Written problem 1 –
Answer the following questions from the passage on the Company's audit:
(a) What do the systems and procedures of the Investment Manager and the Administrator provide sufficient assurance of?
(b) For what year end were the Company's financial statements audited?
(c) In accordance with which section of which law is the auditor's report made to the Company's members?
Written problem 2 – Carry on writing the passage on the Company's audit, starting after its final sentence.

The Audit Committee reviews and examines externally prepared assessments of the control environment in place at the Investment Manager and the Administrator. No significant failings or weaknesses were identified in these reports.

 

The Audit Committee has also reviewed the need for an internal audit function. The Audit Committee has decided that the systems and procedures employed by the Investment Manager and the Administrator, including their internal audit functions, provide sufficient assurance that a sound system of internal control, which safeguards the Company's assets, is maintained. An internal audit function specific to the Company is therefore considered unnecessary.

 

For any questions on the activities of the Audit Committee not addressed in the foregoing, a member of the Audit Committee remains available to attend each AGM to respond to such questions.

 

In finalising the Financial Statements for recommendation to the Board for approval, the Audit Committee has satisfied itself that the Financial Statements taken as a whole are fair, balanced and understandable, and provide the information necessary for shareholders to assess the Company's performance, business model and strategy.

 

Christopher Spencer

Chairman, Audit Committee

25 September2014

 

Independent Auditor's Report

To the Shareholders of Ruffer Investment Company Limited

 

We have audited the financial statements of Ruffer Investment Company Limited (the "Company") for the year ended 30 June 2014 - which comprise the Statement of Financial Position, the Statement of Comprehensive Income, the Statement of Changes in Equity, the Statement of Cash Flows, and the related notes. The financial reporting framework that has been applied in their preparation is applicable law and International Financial Reporting Standards.

 

This report is made solely to the Company's members as a body, in accordance with Section 262 of The Companies (Guernsey) Law, 2008. Our audit work has been undertaken so that we might state to the Company's members those matters we are required to state to them in an auditor's report and for no other purpose. To the fullest extent permitted by law, we do not accept or assume responsibility to anyone other than the Company and the Company's members as a body, for our audit work, for this report, or for the opinions we have formed.

 

Respective responsibilities of directors and auditor

As explained more fully in the Report of the Directors, the directors are responsible for the preparation of the financial statements and for being satisfied that they give a true and fair view.

 

Our responsibility is to audit and express an opinion on the financial statements in accordance with applicable law and International Standards on Auditing (United Kingdom and Ireland). These standards require us to comply with the Auditing Practices Board's Ethical Standards for Auditors.

Entries from a pointing dataset:

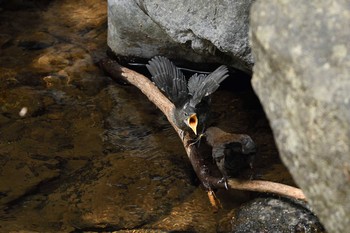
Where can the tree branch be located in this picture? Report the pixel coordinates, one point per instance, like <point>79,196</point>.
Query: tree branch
<point>118,72</point>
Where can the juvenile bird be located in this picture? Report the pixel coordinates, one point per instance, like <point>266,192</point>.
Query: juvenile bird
<point>192,98</point>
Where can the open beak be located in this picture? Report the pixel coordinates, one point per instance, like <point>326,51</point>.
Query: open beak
<point>192,122</point>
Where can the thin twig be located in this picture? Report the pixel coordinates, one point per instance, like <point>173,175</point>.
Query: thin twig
<point>117,71</point>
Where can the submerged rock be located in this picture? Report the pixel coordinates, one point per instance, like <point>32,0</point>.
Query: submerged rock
<point>274,215</point>
<point>207,31</point>
<point>302,79</point>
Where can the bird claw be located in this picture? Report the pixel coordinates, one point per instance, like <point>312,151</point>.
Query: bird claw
<point>224,180</point>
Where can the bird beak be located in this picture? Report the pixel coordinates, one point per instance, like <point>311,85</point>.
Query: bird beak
<point>192,122</point>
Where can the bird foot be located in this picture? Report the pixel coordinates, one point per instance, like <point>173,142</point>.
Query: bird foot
<point>224,180</point>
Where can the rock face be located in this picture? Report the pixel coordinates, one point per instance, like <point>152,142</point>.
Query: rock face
<point>301,76</point>
<point>208,31</point>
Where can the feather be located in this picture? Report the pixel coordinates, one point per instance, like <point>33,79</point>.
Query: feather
<point>202,86</point>
<point>169,79</point>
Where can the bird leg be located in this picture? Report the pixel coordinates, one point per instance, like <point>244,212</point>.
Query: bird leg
<point>197,140</point>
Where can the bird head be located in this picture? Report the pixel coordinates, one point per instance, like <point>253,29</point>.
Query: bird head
<point>192,122</point>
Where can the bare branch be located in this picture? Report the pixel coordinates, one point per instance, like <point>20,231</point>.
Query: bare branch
<point>117,71</point>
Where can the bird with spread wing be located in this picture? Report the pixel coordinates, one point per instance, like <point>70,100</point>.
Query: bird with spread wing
<point>192,98</point>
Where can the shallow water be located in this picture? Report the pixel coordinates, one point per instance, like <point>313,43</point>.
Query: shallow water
<point>92,155</point>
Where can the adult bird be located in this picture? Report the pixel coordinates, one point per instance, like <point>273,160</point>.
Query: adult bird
<point>192,98</point>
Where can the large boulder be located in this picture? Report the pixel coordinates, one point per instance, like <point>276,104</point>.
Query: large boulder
<point>301,76</point>
<point>204,31</point>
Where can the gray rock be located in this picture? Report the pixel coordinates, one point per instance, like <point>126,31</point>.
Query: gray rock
<point>301,76</point>
<point>275,215</point>
<point>207,31</point>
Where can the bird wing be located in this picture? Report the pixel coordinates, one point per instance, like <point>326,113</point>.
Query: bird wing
<point>202,86</point>
<point>169,79</point>
<point>194,82</point>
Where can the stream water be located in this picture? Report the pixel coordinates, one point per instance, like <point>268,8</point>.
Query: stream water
<point>80,153</point>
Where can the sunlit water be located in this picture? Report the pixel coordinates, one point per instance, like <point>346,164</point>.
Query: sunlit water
<point>81,153</point>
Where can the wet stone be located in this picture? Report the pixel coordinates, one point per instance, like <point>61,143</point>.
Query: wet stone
<point>275,215</point>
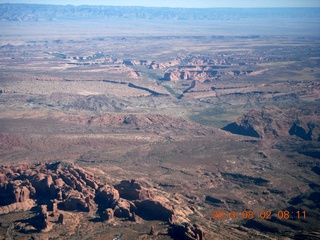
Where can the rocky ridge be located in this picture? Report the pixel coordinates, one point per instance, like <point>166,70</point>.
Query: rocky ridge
<point>56,188</point>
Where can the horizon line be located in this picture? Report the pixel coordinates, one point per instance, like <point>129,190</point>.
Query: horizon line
<point>99,5</point>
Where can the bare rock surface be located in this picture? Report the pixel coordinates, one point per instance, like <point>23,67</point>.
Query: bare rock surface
<point>273,122</point>
<point>59,188</point>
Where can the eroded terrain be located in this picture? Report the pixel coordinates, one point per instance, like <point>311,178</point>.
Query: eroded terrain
<point>207,121</point>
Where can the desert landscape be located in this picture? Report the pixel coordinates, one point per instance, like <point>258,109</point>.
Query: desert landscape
<point>159,123</point>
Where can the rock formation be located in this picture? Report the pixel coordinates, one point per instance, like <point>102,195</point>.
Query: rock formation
<point>67,187</point>
<point>273,122</point>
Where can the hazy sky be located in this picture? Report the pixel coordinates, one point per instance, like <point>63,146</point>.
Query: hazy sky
<point>181,3</point>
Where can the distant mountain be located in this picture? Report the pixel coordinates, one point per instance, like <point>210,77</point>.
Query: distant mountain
<point>39,12</point>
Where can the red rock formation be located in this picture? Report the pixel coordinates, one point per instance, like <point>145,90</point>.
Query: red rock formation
<point>133,191</point>
<point>108,214</point>
<point>154,209</point>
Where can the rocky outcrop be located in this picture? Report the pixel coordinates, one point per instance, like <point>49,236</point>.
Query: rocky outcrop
<point>272,122</point>
<point>108,214</point>
<point>187,231</point>
<point>154,209</point>
<point>106,195</point>
<point>133,191</point>
<point>65,187</point>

Answer 1 –
(a) They provide sufficient assurance that a sound system of internal control, which safeguards the Company's assets, is maintained.
(b) The year ended 30 June 2014.
(c) Section 262 of The Companies (Guernsey) Law, 2008.

Answer 2 –
Scope of the audit of the financial statements

An audit involves obtaining evidence about the amounts and disclosures in the financial statements sufficient to give reasonable assurance that the financial statements are free from material misstatement, whether caused by fraud or error. This includes an assessment of: whether the accounting policies are appropriate to the Company's circumstances and have been consistently applied and adequately disclosed; the reasonableness of significant accounting estimates made by the directors; and the overall presentation of the financial statements.

 

In addition, we read all the financial and non-financial information in the annual report to identify material inconsistencies with the audited financial statements and to identify and information that is apparently materially incorrect based on, or materially inconsistent with, the knowledge acquired by us in the course of performing the audit. If we become aware of any apparent material misstatements or inconsistencies, we consider the implications for our report.

 

Opinion

In our opinion the financial statements:

 

·           give a true and fair view of the state of the Company's affairs as at 30 June 2014 and of its loss for the year then ended;

·           are in accordance with International Financial Reporting Standards; and

·           have been prepared in accordance with the requirements of The Companies (Guernsey) Law, 2008.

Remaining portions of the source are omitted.